» **Supplied passage**
======

Brian, just more of your extreme left wing properganda promoting your media industry (which in the main is socialistic).
You are wrong - many of NZ settlers did not rape and pillage - rather, they brought relative peace to warring tribes and the opportunity of prosperity for all, to an otherwise poor and undeveloped nation. They did this through bringing the land & sea into ecconomic production and through solid Law & Order. These in turn provided the cash & tax to bring education, health and all the other benefits of living in the "first world".
Please stop rewriting history through subtle twists and innuendoes.
The truth is that NZ is towards the very top of of the OECD through decades of extremely hard work and good honest governance. We are therefore able to be a nation that gives generously and helps the poor instead of having our hand out to the world for support, like most other pacific nations...

Are you retarded the British have raped an pillaged every colony they have ever setup. Its just lucky that the typical genocide plan was to expensive because of our location and the Maoris expertise in military tactics.

you're an fool :)

1. when you are going to tell someone they are wrong you should at least be referring to something they have said. he quoted HH. therefore "you are wrong" would mean that he misquoted HH or that HH wrote this article. Neither of which are obviously accurate.
2. It only takes one person to rape a second person for said second person to become raped. saying that some people are innocent does nothing to suggest that no-one was victimised.
3. truth is subjective, therefore it is impossible for you to tell us what the truth is. This is especially true when describing causality. ("decades of...")

I'm afraid that income equality in NZ left the building in the 1980s, when you weren't looking:

The Europeans may have brought the opportunity for prosperity, but unfortunately that did not (and still does not) translate in to actual prosperity for all.

The Maori were deriving resources plenty fine from the land and sea before Europeans came along.

Hone is cunning ,hes like a Bull Mastif ,dont trust him in any shape or form

Good analysis Brian - I agree with you about both Rachel and Hone.

You are so right JR - we were tradesmen, we were entreprenaurs in our own right, we were fishermen, we were accountants before the English brought mayhem to this country. So, get it right PT - "....brought relative peace...." Who the hell are you kidding? Colonisers came here to civilise the natives; they did that alrite and took everything off them.....from their language to their land - and you wonder why we are the way we are....get damn real!

Back in those days Maori ate Maori, that is a fact. I don't blame Maori for that, such things were simply what happened back then, they were different times, and the Maori of today shouldn't be lambasted for how their forbears acted. So why should all whites be made scapegoats for what happened so long ago? Many of us aren't even of English lineage and our forbears didn't even arrive in NZ until last century. None of my ancestors have ever owned land here or been in positions of power, so if you think I've ever benefited at the expense of Maori you're dreaming.

How was European colonization of NZ worse than the colonization of North America or Australia? As far as I can see NZ has the best supported indigenous people in the western world. It's not perfect but then no country is. NZ doesn't have as easy access to its minerals as Australia does because we are not a desert and we have the treaty. Our economic problems were started by Britain joining the EEC and the oil shocks of 73 & 78. I don't think the answers are so simple to find as people think they are. Sacrifices need to be made.

======

[Point labeling examples]
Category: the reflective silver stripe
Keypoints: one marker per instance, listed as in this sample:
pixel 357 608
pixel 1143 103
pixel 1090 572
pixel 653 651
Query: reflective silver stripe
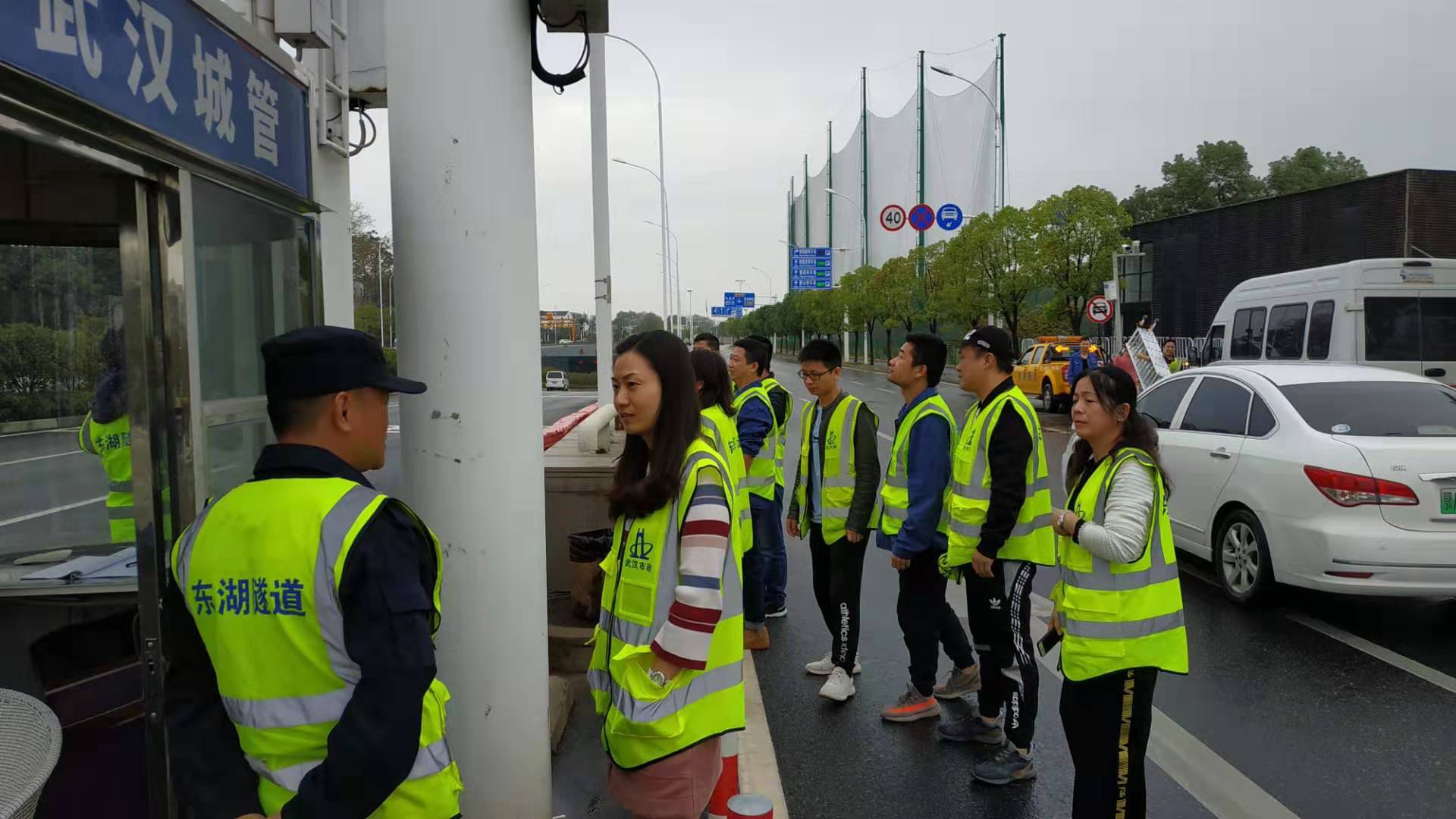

======

» **Requirements**
- A) Decide whether each statement agrees with the comment thread on New Zealand colonization. Answer yes or no for each, and quote the words of the thread that settle it.
(i) One commenter says income equality in NZ ended in the 1980s.
(ii) One commenter says their ancestors owned land in NZ.
(iii) One commenter says the Maori could not get resources from the land and sea before Europeans arrived.
- B) In the comment thread on New Zealand colonization, what does the final comment say started NZ's economic problems?
- C) Write the next part of the comment thread on New Zealand colonization, starting after its final comment.

» **Outputs by task**
- A)
(i) Yes: "income equality in NZ left the building in the 1980s"
(ii) No: "None of my ancestors have ever owned land here or been in positions of power"
(iii) No: "The Maori were deriving resources plenty fine from the land and sea before Europeans came along."

- B) Britain joining the EEC and the oil shocks of 73 & 78.

- C)
Some people live in the past, some live in the present and look to the future - never hard to figure who are who

Indeed, the ones who did bad in the past tend to be the ones who now say "let's look to the future" instead.

Did you all just read the same article as me? Brian set about discussing how an interview went, how Rachel Smalley is under appreciated as an interviewer and how Hone can surprise as both smart and warm. And so you just launch into the merits of European colonisation of NZ? Perhaps you'd care to stay on topic or at least have the common sense to build a bridge from Hone's "white m###f###" comment (which was not the subject of the piece and mentioned only in passing) to your hobby horse?

Have always been a fan of Rachel since first viewing her on TV3 news in the early hours. You are quite right Brian. She exhibits that rare blend of respectfulness mixed with humanity and a sense of humour in an environment that does not always favour these attributes, whilst still maintaining effective journalism. If only others could follow her lead then we might see a return to healthy debate within the media rather than some of the sensationalist hype often touted as investigative reporting seen of late.

Hmm, I just sat down and watched the interview and can't say I got anything out of it except Hone is a smooth talker which surely we already knew.

The only pertinent question from Smalley about "settlers' rights" was simply and completely dodged by Hone. I think I just wasted ten minutes.

Ask one simple question of any Maori and any politician and then, the interaction between the likes of Rachel and Hone will make some sense - NZ has a dedicated Maori TV and TVNZ still persists in Maori programs, spending precious dollars for what????

I saw "The Nation" interview and totally agree with Brian Edward's assessment of it.

Yes we commented what a great interview it was as well. Hone has the most consistent and clear message at the moment, I wonder if Matt McCarten has been doing some mahi behind the scenes with Hone. Hone's message is winning us over these days and I couldn't stand him a few years ago.

Would they both be clients of yours, Brian? :).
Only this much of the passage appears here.